### Problem
Copy out every record precisely.

### Material provided
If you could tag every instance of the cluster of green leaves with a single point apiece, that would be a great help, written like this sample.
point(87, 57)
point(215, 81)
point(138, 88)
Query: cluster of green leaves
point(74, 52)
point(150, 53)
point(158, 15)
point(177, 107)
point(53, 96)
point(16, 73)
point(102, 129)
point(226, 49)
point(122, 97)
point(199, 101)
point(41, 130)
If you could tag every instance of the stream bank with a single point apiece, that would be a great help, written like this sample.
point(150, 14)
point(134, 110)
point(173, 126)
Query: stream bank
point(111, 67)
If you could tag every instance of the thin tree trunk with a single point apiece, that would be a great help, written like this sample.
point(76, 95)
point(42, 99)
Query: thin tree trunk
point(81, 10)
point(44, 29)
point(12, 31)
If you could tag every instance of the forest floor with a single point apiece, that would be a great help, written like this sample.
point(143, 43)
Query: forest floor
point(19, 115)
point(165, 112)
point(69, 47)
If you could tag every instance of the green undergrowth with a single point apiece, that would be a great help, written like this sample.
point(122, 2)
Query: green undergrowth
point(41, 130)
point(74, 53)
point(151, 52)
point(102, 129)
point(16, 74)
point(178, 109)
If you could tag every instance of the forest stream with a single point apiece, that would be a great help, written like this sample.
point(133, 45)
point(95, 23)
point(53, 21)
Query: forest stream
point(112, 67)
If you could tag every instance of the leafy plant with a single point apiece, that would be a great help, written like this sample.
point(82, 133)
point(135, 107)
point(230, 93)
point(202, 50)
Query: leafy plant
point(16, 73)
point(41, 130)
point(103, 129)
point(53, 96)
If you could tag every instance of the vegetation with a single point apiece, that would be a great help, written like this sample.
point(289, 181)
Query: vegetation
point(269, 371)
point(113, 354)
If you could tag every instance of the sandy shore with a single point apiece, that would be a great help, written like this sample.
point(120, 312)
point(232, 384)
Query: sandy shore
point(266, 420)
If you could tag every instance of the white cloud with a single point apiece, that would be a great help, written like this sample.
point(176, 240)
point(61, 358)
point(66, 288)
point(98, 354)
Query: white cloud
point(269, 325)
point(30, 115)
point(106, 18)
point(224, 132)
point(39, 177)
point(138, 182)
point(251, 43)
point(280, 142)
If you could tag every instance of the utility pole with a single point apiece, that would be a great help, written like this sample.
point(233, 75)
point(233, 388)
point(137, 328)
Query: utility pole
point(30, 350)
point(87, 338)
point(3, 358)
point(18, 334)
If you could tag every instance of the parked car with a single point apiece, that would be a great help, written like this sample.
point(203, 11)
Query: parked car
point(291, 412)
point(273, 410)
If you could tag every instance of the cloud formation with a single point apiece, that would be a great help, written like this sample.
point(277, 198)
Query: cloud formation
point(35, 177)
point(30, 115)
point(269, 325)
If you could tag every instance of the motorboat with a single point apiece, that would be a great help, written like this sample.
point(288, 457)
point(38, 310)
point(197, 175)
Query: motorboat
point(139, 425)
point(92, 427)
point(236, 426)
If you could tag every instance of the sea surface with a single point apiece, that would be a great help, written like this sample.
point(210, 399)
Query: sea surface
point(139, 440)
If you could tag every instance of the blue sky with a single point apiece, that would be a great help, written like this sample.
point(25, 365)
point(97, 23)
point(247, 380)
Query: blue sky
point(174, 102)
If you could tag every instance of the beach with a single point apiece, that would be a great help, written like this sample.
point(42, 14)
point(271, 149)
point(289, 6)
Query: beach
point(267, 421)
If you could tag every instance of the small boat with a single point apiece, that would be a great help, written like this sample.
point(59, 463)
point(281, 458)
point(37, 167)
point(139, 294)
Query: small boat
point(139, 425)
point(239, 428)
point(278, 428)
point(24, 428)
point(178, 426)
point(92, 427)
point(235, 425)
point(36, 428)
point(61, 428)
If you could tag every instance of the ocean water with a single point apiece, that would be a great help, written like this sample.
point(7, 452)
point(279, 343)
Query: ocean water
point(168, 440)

### Right answer
If you could tag every instance of the cluster of green leaves with a single point apiece, that would be a great help, written like this sample.
point(87, 57)
point(215, 81)
point(138, 88)
Query: cluster of green leaves
point(74, 52)
point(150, 53)
point(158, 15)
point(177, 107)
point(53, 96)
point(16, 73)
point(102, 129)
point(226, 49)
point(122, 97)
point(199, 101)
point(41, 130)
If you could tag every instance of the stream bank with a single point apiece, that would be a great help, written like this sample.
point(150, 14)
point(134, 110)
point(173, 126)
Query: stream bank
point(111, 67)
If you could tag every instance of the thin tree trunk with a single point apiece, that would be a great help, written like this sample.
point(76, 95)
point(42, 99)
Query: thin tree trunk
point(81, 10)
point(44, 29)
point(12, 31)
If you could tag every instance of the forest floor with a single point apiece, that would be a great help, written like this sample.
point(143, 43)
Query: forest floor
point(19, 115)
point(165, 112)
point(69, 47)
If you could tag every instance of the green undergrowth with a single point apiece, that would be a great help, written like this sample.
point(122, 2)
Query: green undergrowth
point(41, 130)
point(74, 53)
point(151, 52)
point(102, 129)
point(16, 74)
point(178, 109)
If you could tag every instance of the forest stream with a single point apiece, that would be a great help, written like this sample.
point(133, 45)
point(95, 23)
point(53, 21)
Query: forest stream
point(112, 67)
If you could tag every instance of the leafy plant with a single point apiece, that would be a great help, written like this sample.
point(82, 133)
point(135, 107)
point(230, 93)
point(202, 50)
Query: leafy plant
point(16, 73)
point(41, 130)
point(103, 129)
point(53, 96)
If you could tag every instance of the vegetation with a single point apiece, that would be a great help, written like this sample.
point(289, 181)
Query: vegetation
point(269, 371)
point(113, 354)
If you could tag every instance of the sandy shore with a single point apiece, that would be a great help, written like this sample.
point(120, 312)
point(232, 384)
Query: sandy shore
point(266, 420)
If you could tag every instance of the white cloud with a single point apiece, that would be a great help, written like this sample.
point(176, 240)
point(61, 358)
point(66, 288)
point(98, 354)
Query: white cloud
point(269, 325)
point(30, 115)
point(106, 18)
point(224, 132)
point(39, 177)
point(138, 182)
point(251, 43)
point(280, 142)
If you could tag every instance of the utility pole with a single point apiece, that would be a great help, written like this sample.
point(233, 75)
point(233, 388)
point(137, 328)
Query: utility pole
point(30, 350)
point(87, 338)
point(3, 358)
point(18, 334)
If you could tag every instance of the parked car with a single point apiece, that would be a great help, written like this sample.
point(203, 11)
Query: parked car
point(291, 412)
point(273, 410)
If you could tag every instance of the cloud formation with a single point apiece, that would be a great help, written like this sample.
point(277, 198)
Query: cloud formation
point(35, 177)
point(30, 115)
point(269, 325)
If you could tag every instance of the motorboat with a single point apiece, that would be a great help, written like this sample.
point(288, 457)
point(38, 310)
point(197, 175)
Query: motorboat
point(139, 425)
point(92, 427)
point(236, 426)
If you could tag every instance of the sea surface with a single point apiece, that would be a great help, written like this sample.
point(210, 399)
Query: sea surface
point(139, 440)
If you could tag every instance of the blue sky with a single point apiece, that would be a great help, written like this sample.
point(25, 365)
point(97, 23)
point(247, 380)
Query: blue sky
point(174, 102)
If you could tag every instance of the beach with a single point apiece, that would be a great help, written like this sample.
point(42, 14)
point(271, 149)
point(289, 6)
Query: beach
point(267, 421)
If you could tag every instance of the small boat with a single point apiece, that would be a great help, written like this sample.
point(59, 463)
point(281, 458)
point(37, 167)
point(139, 294)
Query: small boat
point(139, 425)
point(239, 428)
point(278, 428)
point(24, 428)
point(178, 426)
point(92, 427)
point(235, 425)
point(36, 428)
point(61, 428)
If you could tag every instance of the ocean water with a single point apiece, that would be a great help, written like this sample.
point(7, 452)
point(279, 343)
Query: ocean water
point(168, 440)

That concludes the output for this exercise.